TASK REQUIREMENTS. Copy each of the following records word for word, keeping every line unchanged.

[Start DATA SHOWN]

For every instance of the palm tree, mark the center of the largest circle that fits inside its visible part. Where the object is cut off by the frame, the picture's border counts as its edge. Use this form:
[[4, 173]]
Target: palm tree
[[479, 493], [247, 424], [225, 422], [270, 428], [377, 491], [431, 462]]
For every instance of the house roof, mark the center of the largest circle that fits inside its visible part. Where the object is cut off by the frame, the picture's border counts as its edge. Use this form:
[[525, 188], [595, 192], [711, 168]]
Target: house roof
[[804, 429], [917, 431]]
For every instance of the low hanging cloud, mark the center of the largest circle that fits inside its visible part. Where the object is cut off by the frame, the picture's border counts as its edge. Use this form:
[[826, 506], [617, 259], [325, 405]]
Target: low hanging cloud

[End DATA SHOWN]

RESPONSE BELOW.
For every instance of the palm tree, mark the center of the largest circle that fits inside its visible part. Where the object is cut off by the frame, the picture's border counts as its edge. Use this form:
[[4, 173]]
Target: palm tree
[[479, 493], [247, 424], [225, 422], [270, 428], [377, 491], [431, 462]]
For every instance of the house roof, mark the center of the largest circle that fits inside its visible part. Where the object is cut off by the frame, the picture's border counts as its edge. Use this form:
[[525, 188], [595, 192], [711, 168]]
Target: house roof
[[804, 429], [917, 431]]
For every instance of the low hanging cloud, mark the center of the largest circle that fits inside its visible part. Where the object is cut off by the frame, the picture's border counts as its edge. Use this form:
[[826, 506], [617, 259], [325, 405]]
Target: low hanging cloud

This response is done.